TASK GOAL | Repeat the records word for word, excluding any picture.

RECORDS FOR THE TASK below:

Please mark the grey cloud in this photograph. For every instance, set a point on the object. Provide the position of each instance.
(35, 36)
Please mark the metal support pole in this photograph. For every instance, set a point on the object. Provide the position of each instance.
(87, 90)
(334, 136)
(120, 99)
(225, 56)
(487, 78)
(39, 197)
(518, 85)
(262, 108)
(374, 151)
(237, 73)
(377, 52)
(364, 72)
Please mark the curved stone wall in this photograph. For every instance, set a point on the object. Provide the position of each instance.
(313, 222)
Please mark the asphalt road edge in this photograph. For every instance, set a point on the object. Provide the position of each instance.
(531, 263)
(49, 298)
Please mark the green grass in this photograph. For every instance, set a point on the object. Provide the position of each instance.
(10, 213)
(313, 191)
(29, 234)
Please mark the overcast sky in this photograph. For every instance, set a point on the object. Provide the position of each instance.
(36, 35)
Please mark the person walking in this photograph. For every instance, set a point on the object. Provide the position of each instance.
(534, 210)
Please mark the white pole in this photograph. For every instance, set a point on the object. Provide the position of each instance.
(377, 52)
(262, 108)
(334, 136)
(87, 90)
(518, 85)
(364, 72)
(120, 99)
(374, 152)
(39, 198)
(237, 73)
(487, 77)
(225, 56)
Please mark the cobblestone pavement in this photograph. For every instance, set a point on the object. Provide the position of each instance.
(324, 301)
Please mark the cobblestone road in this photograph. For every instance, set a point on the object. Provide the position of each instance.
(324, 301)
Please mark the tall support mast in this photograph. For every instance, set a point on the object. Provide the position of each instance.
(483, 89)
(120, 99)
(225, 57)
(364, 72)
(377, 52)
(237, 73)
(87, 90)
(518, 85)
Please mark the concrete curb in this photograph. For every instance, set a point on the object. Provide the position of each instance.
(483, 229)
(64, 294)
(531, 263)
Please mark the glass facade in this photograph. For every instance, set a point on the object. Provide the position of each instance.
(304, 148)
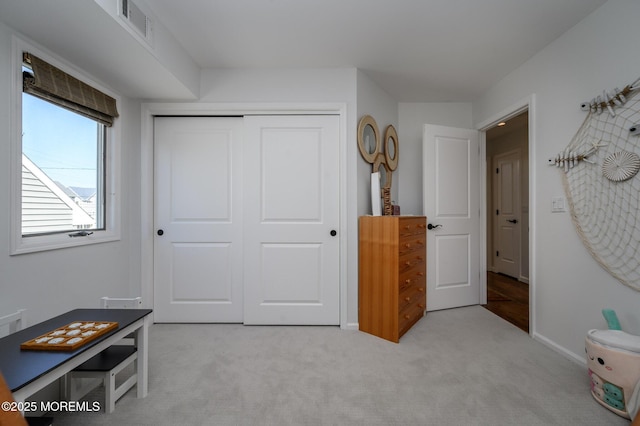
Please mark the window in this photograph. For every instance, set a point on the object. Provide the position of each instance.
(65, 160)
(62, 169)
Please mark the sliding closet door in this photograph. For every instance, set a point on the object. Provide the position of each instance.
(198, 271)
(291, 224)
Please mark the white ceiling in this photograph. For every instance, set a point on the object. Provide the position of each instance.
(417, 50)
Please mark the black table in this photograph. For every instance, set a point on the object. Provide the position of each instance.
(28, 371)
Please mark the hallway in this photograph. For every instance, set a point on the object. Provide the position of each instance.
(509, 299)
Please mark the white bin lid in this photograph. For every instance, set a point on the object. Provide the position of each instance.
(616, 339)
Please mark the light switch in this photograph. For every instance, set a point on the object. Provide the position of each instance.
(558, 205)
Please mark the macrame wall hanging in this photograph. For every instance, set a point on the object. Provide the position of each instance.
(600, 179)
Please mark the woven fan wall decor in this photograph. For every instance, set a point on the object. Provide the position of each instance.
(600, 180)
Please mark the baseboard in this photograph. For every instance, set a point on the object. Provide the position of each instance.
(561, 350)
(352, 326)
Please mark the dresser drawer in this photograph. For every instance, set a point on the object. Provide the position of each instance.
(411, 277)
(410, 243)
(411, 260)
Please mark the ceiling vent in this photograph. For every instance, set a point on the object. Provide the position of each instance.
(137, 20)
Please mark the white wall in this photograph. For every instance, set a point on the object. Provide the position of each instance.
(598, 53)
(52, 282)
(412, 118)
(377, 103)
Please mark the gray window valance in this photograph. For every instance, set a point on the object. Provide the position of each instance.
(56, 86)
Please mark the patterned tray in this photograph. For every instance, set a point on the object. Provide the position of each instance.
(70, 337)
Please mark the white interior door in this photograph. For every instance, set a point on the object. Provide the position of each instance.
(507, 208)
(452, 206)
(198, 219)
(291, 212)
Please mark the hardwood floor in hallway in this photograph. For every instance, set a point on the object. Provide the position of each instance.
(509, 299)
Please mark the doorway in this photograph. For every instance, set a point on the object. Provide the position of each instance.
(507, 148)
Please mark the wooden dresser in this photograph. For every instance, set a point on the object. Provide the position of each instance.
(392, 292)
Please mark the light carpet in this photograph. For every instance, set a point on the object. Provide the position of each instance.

End of RECORDS FOR THE TASK.

EXERCISE SOLUTION |
Please mark the grey cloud in this photograph. For every instance, set a point on the object. Provide the position of each instance.
(35, 36)
Please mark the metal support pole in this photograph. For every instance, set a point on the object. Provide the position of each instance.
(87, 90)
(334, 136)
(120, 99)
(225, 56)
(487, 78)
(39, 197)
(518, 85)
(262, 108)
(374, 151)
(237, 73)
(377, 52)
(364, 72)
Please mark the curved stone wall in this photograph. For every instance, set a point on the object. Provide the position of each instance.
(313, 222)
Please mark the asphalt road edge in this photograph. For every instance, set a point on the object. Provide the position of each instance.
(531, 263)
(49, 298)
Please mark the green grass in this photograph. For every instance, set a point on the object. Provide the position of each instance.
(10, 213)
(313, 191)
(29, 234)
Please mark the overcast sky in this photograph. For every instance, set a point on the object. Provide the position of each instance.
(36, 35)
Please mark the person walking in this photograph. For every instance, set a point on the object. Provide the position of each instance.
(534, 210)
Please mark the white pole in this photograph. For every instance, set a point on the object. Provide the position of each instance.
(377, 52)
(262, 108)
(334, 136)
(87, 90)
(518, 85)
(364, 72)
(120, 99)
(374, 152)
(39, 198)
(237, 73)
(487, 77)
(225, 56)
Please mark the cobblestone pavement in this photograph. For every instance, set a point on the object. Provide the position of each instance.
(324, 301)
Please mark the cobblestone road in this photograph. For every instance, set a point on the object. Provide the position of each instance.
(324, 301)
Please mark the tall support mast in this photograph. For every instance, set a point on the object. Provide the position of each instance.
(483, 89)
(120, 99)
(225, 57)
(364, 72)
(377, 52)
(237, 73)
(87, 90)
(518, 85)
Please mark the concrete curb in this photograph. For every instance, set a point on the object. Provide the position of each instance.
(483, 229)
(64, 294)
(531, 263)
Please mark the glass facade in this photograph. For every instance, set a point on the object. Provide the position of each instance.
(304, 148)
Please mark the window in this photograph. For every instance, set a point on the object. Provide the position of each instance.
(65, 160)
(62, 169)
Please mark the sliding closet door in this photograph. For every instance, set a point on the object. Provide the position of each instance.
(198, 271)
(291, 224)
Please mark the white ceiling in this photograph. For every instance, set a point on the object. Provide the position of each instance.
(417, 50)
Please mark the black table in this photograph. For every instance, set a point on the object. Provide the position of each instance.
(28, 371)
Please mark the hallway in this photograph. For every instance, set a point on the object. Provide the position of each instance.
(509, 299)
Please mark the white bin lid in this photograph. For every instance, set a point on the object. Provide the position of each instance.
(616, 339)
Please mark the light switch in this photograph. For every instance, set a point on the object. Provide the position of each instance.
(558, 205)
Please mark the macrame wall hanging in this photograph. For every instance, set a point on the object. Provide the position of each instance.
(600, 179)
Please mark the woven fan wall decor in this photograph. For every instance, set a point on the object. Provide the position of each instance.
(600, 180)
Please mark the baseboard in this photograph. For every instance, set a point on the object. Provide the position of each instance.
(561, 350)
(352, 326)
Please mark the dresser drawer in this photograph. For every instance, set a point on the object. Provide the position of each instance.
(411, 277)
(410, 243)
(411, 260)
Please mark the ceiling vent in this photograph. For every instance, set a point on the object. Provide the position of each instance.
(137, 20)
Please mark the white wall in this photograph. For every instance, set a point on the object. Provide the position of each instance.
(598, 53)
(52, 282)
(412, 118)
(377, 103)
Please mark the gray window valance in this photograph. For every instance, set a point on the object. Provide the position of each instance.
(56, 86)
Please mark the patterned tray in this photograph. For every instance, set a point on the object. Provide the position of each instance.
(70, 337)
Please mark the white interior door in this photograph. For every instance, set a point on the object. Provide the position of each instance.
(507, 208)
(452, 206)
(198, 219)
(291, 212)
Please mark the hardwood floor in hallway in this photograph. For every instance, set a point on the object. Provide the position of each instance.
(509, 299)
Please mark the doorway in this photograph. For every instance, set a point on the object. Provide the position of each instance.
(507, 148)
Please mark the wooden dresser in this photograph. For every instance, set a point on the object. Provide the position of each instance.
(392, 292)
Please mark the light carpet in this photograph. For every instance, set a point on the object. Provide the position of each instance.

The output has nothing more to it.